BEGIN RECORDS FOR THE EXERCISE

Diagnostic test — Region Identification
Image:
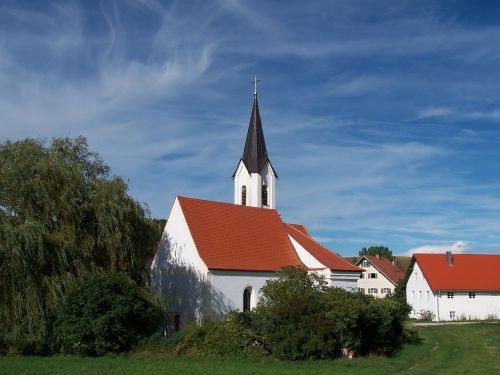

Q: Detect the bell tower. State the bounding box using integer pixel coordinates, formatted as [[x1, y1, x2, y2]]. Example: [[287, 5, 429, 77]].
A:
[[233, 79, 278, 208]]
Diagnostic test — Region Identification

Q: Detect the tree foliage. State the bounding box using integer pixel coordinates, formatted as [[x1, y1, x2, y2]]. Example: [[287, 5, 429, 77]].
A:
[[52, 271, 161, 356], [0, 137, 158, 351], [359, 245, 394, 260], [254, 267, 338, 360], [250, 267, 414, 360]]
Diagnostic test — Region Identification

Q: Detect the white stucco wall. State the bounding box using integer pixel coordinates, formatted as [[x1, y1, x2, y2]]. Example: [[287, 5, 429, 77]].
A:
[[330, 270, 361, 291], [208, 270, 277, 311], [234, 161, 276, 208], [406, 263, 500, 320], [288, 235, 330, 270], [151, 198, 208, 276], [357, 258, 395, 298]]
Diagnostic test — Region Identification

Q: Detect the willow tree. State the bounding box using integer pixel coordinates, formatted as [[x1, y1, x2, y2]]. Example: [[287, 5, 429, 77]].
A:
[[0, 137, 158, 351]]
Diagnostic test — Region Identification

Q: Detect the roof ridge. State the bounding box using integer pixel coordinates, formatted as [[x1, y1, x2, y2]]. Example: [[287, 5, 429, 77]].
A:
[[176, 195, 281, 212]]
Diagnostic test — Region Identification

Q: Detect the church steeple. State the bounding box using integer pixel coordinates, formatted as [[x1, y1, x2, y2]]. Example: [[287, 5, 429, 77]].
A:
[[241, 91, 269, 173], [233, 82, 277, 208]]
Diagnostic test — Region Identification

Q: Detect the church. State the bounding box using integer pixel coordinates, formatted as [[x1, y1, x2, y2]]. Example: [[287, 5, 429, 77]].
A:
[[151, 85, 363, 327]]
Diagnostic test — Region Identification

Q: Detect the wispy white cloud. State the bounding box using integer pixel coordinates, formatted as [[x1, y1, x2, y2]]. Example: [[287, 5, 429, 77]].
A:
[[416, 107, 455, 119]]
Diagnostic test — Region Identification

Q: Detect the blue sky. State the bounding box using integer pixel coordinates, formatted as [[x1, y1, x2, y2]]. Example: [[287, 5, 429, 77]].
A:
[[0, 0, 500, 255]]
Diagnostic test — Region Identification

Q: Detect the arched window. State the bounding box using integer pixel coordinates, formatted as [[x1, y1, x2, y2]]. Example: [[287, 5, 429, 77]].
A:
[[241, 185, 247, 206], [243, 286, 252, 312], [262, 185, 269, 206]]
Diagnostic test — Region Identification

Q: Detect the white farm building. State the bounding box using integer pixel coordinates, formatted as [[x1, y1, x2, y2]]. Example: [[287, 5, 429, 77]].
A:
[[406, 252, 500, 321]]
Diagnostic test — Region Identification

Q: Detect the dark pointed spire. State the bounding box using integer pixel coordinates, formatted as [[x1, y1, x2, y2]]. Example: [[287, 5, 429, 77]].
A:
[[241, 91, 269, 173]]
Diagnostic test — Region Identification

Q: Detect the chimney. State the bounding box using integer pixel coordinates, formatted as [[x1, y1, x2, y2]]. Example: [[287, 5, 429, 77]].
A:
[[446, 251, 453, 267]]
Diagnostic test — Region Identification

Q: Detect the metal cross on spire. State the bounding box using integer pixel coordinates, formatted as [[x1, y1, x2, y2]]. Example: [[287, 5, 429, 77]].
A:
[[252, 76, 260, 97]]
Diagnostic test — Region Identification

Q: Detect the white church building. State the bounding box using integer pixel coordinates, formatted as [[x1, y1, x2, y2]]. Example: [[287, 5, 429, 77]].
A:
[[151, 87, 362, 326], [406, 252, 500, 321]]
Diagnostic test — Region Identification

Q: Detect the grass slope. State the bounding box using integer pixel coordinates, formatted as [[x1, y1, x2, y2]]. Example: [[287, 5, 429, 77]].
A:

END RECORDS FOR THE EXERCISE

### STATED PROBLEM
Rewrite the data above, starting at its beginning and ending with the line containing "[[233, 79, 278, 208]]", both ends included. Reproduce the requests unchanged, but multiply every bounding box coordinate in the answers by 2.25 and round to whole numbers (halves up), leaving the picture out.

### THE OUTPUT
Diagnostic test — Region Identification
Image:

Q: Detect the bell tower. State the bounding box using integer pixel coordinates, formatted as [[x1, y1, x2, y2]]. Example: [[287, 5, 429, 77]].
A:
[[524, 178, 626, 468]]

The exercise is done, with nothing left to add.